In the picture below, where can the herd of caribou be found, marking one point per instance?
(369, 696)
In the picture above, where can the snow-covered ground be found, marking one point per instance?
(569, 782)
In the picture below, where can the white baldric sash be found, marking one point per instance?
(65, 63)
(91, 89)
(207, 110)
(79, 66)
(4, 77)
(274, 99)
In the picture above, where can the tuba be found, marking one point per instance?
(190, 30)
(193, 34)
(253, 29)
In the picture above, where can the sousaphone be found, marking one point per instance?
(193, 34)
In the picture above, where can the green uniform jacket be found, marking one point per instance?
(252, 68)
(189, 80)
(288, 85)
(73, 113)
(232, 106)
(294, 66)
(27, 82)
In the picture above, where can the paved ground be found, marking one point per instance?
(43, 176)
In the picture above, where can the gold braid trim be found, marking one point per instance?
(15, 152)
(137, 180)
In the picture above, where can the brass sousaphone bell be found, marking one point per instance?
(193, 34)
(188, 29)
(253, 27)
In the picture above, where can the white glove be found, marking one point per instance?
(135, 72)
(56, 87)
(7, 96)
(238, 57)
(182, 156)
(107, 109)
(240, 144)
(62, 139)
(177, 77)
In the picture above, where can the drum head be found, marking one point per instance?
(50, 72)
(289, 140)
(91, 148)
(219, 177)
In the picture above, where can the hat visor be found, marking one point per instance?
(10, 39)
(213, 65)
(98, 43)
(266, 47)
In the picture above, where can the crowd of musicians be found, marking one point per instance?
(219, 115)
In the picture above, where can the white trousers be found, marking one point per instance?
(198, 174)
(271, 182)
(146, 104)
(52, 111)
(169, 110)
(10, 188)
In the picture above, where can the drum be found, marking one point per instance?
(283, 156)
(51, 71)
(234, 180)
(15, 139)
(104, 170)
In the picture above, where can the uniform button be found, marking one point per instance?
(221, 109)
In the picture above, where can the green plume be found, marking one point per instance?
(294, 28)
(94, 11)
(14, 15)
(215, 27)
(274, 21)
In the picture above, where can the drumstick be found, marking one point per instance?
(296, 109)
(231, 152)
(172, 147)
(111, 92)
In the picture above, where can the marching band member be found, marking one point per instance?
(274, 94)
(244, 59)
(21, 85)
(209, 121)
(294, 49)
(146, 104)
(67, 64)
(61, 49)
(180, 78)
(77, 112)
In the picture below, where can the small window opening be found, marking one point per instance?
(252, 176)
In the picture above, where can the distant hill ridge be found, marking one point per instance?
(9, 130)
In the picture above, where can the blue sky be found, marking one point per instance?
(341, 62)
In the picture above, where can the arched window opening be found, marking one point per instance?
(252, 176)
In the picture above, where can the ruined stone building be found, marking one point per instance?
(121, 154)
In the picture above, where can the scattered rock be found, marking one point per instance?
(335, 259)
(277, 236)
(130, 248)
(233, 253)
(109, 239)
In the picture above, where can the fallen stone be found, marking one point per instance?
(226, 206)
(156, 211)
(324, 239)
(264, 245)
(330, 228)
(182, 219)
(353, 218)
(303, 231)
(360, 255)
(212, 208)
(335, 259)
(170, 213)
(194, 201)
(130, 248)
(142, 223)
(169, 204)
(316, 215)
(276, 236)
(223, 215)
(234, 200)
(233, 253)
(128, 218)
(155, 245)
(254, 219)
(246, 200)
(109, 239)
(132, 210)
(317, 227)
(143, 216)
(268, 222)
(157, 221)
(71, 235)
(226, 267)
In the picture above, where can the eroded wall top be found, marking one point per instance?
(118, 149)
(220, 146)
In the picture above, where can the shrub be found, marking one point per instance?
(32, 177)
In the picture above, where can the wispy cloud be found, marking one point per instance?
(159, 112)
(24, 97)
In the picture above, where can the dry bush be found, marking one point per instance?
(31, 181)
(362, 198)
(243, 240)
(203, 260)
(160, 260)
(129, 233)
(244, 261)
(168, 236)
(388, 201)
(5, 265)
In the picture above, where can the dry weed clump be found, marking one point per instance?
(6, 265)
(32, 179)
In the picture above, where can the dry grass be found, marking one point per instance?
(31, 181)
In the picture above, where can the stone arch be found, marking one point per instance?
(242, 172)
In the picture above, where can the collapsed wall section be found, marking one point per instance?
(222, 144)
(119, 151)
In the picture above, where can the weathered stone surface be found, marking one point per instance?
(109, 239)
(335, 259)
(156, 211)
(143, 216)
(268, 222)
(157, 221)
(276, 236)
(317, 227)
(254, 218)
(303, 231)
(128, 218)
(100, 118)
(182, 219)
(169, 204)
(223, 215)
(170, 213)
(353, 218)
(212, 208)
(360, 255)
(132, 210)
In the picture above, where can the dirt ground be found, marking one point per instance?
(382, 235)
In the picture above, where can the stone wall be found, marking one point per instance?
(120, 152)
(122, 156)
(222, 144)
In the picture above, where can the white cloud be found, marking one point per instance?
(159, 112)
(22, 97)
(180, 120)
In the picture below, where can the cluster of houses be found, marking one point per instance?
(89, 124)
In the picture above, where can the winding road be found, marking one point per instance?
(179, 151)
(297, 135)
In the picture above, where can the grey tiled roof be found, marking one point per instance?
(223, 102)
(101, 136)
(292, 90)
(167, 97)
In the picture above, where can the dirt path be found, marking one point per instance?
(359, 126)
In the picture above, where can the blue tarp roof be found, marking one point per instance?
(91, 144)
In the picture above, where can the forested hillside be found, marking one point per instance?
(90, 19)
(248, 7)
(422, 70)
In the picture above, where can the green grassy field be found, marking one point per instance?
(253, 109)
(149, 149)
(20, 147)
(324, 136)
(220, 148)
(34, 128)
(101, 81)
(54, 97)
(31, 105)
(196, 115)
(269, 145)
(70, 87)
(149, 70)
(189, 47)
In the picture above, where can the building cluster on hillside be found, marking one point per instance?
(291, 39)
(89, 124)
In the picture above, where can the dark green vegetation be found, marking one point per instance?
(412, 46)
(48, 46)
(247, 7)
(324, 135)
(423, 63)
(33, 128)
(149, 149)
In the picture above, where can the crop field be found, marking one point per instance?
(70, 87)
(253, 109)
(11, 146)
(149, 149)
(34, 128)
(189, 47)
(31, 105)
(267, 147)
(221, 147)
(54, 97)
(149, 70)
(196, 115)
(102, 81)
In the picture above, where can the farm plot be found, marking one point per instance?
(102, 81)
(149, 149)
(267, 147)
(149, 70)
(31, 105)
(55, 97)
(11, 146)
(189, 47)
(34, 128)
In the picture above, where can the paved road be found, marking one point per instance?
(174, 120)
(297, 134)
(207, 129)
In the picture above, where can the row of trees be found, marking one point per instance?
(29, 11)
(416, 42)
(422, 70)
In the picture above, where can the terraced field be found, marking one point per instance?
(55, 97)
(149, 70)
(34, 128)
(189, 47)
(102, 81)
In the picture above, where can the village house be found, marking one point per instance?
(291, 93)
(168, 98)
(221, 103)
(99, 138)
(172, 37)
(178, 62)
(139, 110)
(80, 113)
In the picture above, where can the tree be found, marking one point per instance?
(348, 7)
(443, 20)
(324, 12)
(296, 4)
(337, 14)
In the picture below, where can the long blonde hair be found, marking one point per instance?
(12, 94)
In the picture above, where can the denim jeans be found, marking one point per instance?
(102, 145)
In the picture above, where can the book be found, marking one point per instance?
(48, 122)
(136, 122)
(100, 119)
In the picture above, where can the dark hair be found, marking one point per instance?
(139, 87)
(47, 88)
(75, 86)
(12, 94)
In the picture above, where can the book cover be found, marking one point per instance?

• TASK DETAILS: Quote all of the entries exactly as they appear.

• SOLUTION TO THIS TASK:
In the picture below, where can the herd of caribou be found, marking one point per instance?
(369, 696)
In the picture above, where can the snow-covered ground be found, marking one point per instance?
(569, 782)
In the picture below, where can the white baldric sash be found, marking one point per instance?
(65, 63)
(91, 89)
(207, 110)
(79, 66)
(4, 77)
(274, 99)
In the picture above, where can the tuba be found, marking one point per instance?
(190, 30)
(193, 34)
(253, 29)
In the picture above, where can the sousaphone be found, marking one point per instance?
(193, 34)
In the picture above, where can the green uniform jacket be found, marking one point per instance?
(252, 68)
(189, 80)
(288, 85)
(73, 113)
(232, 106)
(294, 66)
(27, 82)
In the picture above, where can the paved ground be found, marking one point per instance?
(43, 176)
In the picture above, where can the gold braid trim be found, marking one point per instance?
(15, 152)
(137, 180)
In the picture above, where can the brass sousaphone bell be found, marking one point per instance?
(193, 34)
(188, 29)
(253, 27)
In the picture above, where can the white glove be found, marking one point per instance?
(135, 72)
(56, 87)
(7, 96)
(238, 57)
(182, 156)
(107, 109)
(240, 144)
(62, 139)
(177, 77)
In the picture above, where can the drum head be found, marking one point per instance?
(50, 72)
(289, 140)
(91, 148)
(219, 177)
In the picture above, where can the hat visor be found, marking one point per instance?
(10, 39)
(213, 65)
(98, 43)
(266, 47)
In the picture above, where can the crowd of musicians be found, marking one point per instance?
(219, 115)
In the picture above, where can the white trousers be found, marking one point per instance?
(198, 174)
(271, 182)
(146, 104)
(52, 111)
(169, 110)
(10, 188)
In the picture above, where can the drum be found, marking one point per instance?
(283, 156)
(51, 71)
(234, 180)
(15, 139)
(104, 170)
In the picture above, where can the uniform button be found, marking one point per instance?
(221, 109)
In the picture above, where can the green plume be found, marking one point per instance?
(294, 28)
(94, 11)
(14, 15)
(215, 27)
(274, 21)
In the picture above, where can the drumstick be found, marking one point per instance?
(296, 109)
(231, 152)
(172, 147)
(111, 92)
In the picture above, where can the marching band member be found, marking one point per instance?
(274, 94)
(244, 59)
(21, 85)
(209, 121)
(294, 49)
(146, 104)
(67, 64)
(61, 49)
(180, 78)
(77, 112)
In the picture below, where can the small window opening be found, marking one point per instance?
(252, 176)
In the picture above, where can the distant hill ridge be found, marking one point per instance?
(9, 130)
In the picture above, where can the blue sky be found, marking one point per instance?
(341, 62)
In the picture above, where can the arched window opening be found, marking one point per instance?
(252, 176)
In the picture above, where can the ruined stone building be found, marking one point per instance?
(121, 154)
In the picture above, where can the scattered rock be found, marking one point per instance?
(335, 259)
(277, 236)
(130, 248)
(233, 253)
(109, 239)
In the picture above, where can the fallen stone be found, marking one point per instance?
(226, 206)
(156, 211)
(324, 239)
(264, 245)
(330, 228)
(182, 219)
(353, 218)
(303, 231)
(360, 255)
(212, 208)
(335, 259)
(170, 213)
(194, 201)
(130, 248)
(142, 223)
(169, 204)
(316, 215)
(276, 236)
(223, 215)
(234, 200)
(233, 253)
(128, 218)
(155, 245)
(254, 219)
(246, 200)
(109, 239)
(132, 210)
(317, 227)
(143, 216)
(268, 222)
(157, 221)
(71, 235)
(226, 267)
In the picture above, where can the eroded wall top be found, marking one point per instance?
(118, 149)
(220, 146)
In the picture above, where can the shrub be found, marking one point per instance?
(32, 177)
In the picture above, where can the wispy cloud be found, marking one point per instance?
(159, 112)
(24, 97)
In the picture above, where can the dry bush be found, marking one point per instance?
(31, 181)
(362, 198)
(243, 240)
(203, 260)
(160, 260)
(129, 233)
(244, 261)
(168, 236)
(388, 201)
(5, 265)
In the picture above, where can the dry weed clump be found, marking one point per instance?
(6, 265)
(32, 179)
In the picture above, where can the dry grass be found, marking one point per instance?
(31, 181)
In the picture above, where can the stone arch be found, marking one point per instance?
(242, 172)
In the picture above, where can the collapsed wall section be found, marking one point per instance?
(222, 144)
(119, 151)
In the picture above, where can the weathered stone surface be found, marking one point per instance?
(109, 239)
(335, 259)
(156, 211)
(143, 216)
(268, 222)
(157, 221)
(276, 236)
(317, 227)
(254, 218)
(303, 231)
(128, 218)
(100, 118)
(182, 219)
(169, 204)
(223, 215)
(170, 213)
(353, 218)
(212, 208)
(360, 255)
(132, 210)
In the picture above, where can the dirt ground be found, marking one point per instance?
(382, 235)
In the picture above, where can the stone wall be found, marking one point per instance?
(120, 152)
(122, 156)
(222, 144)
In the picture above, where can the white cloud be found, marking one point per instance?
(159, 112)
(22, 97)
(180, 120)
In the picture below, where can the cluster of houses be found, marking one point per instance?
(89, 124)
In the picture above, where can the winding road be found, marking one point per instance?
(179, 151)
(297, 135)
In the picture above, where can the grey tiled roof be found, marking one point per instance?
(223, 102)
(101, 136)
(292, 90)
(167, 97)
In the picture above, where can the dirt path be found, marking one point per instance?
(359, 126)
In the picture above, where can the blue tarp roof be found, marking one point per instance?
(91, 144)
In the picture above, where can the forested hillside be found, marking one point per instance?
(90, 19)
(248, 7)
(422, 70)
In the picture above, where can the green grassy field be found, marking one point per instance?
(253, 109)
(149, 149)
(20, 147)
(324, 136)
(220, 148)
(34, 128)
(101, 81)
(54, 97)
(31, 105)
(196, 115)
(269, 145)
(70, 87)
(149, 70)
(189, 47)
In the picture above, where can the building cluster on hillside be found, marking one point per instance?
(291, 39)
(89, 124)
In the picture above, where can the dark green vegetation be found, marking one point per instance?
(412, 46)
(48, 46)
(247, 7)
(324, 135)
(423, 63)
(33, 128)
(149, 149)
In the picture above, where can the crop field be found, marking one point per instance?
(70, 87)
(253, 109)
(11, 146)
(149, 149)
(34, 128)
(189, 47)
(31, 105)
(267, 147)
(221, 147)
(54, 97)
(149, 70)
(196, 115)
(102, 81)
In the picture above, where can the farm plot be found, marking one point per instance?
(102, 81)
(149, 149)
(267, 147)
(149, 70)
(31, 105)
(55, 97)
(11, 146)
(189, 47)
(34, 128)
In the picture above, where can the paved road be found, marking one point per instance?
(174, 120)
(297, 134)
(207, 129)
In the picture above, where can the row of trees be found, marking one point per instance?
(29, 11)
(416, 42)
(422, 70)
In the picture above, where can the terraced field be found, marking one point per instance?
(55, 97)
(149, 70)
(34, 128)
(189, 47)
(102, 81)
In the picture above, where can the village house be found, marking one point per instance?
(291, 93)
(168, 98)
(221, 103)
(99, 138)
(172, 37)
(178, 62)
(139, 110)
(80, 113)
In the picture above, where can the tree be found, marking one point per instance?
(348, 7)
(443, 20)
(324, 12)
(296, 4)
(337, 14)
In the picture below, where can the long blonde hair be found, marking one point per instance?
(12, 94)
In the picture above, where can the denim jeans be found, marking one point per instance?
(102, 145)
In the picture above, where can the book be found, marking one point per instance?
(48, 122)
(136, 122)
(100, 119)
In the picture above, where can the dark hair be found, marking one point per instance?
(139, 87)
(47, 88)
(75, 86)
(12, 94)
In the picture above, where can the book cover be found, marking one point per instance?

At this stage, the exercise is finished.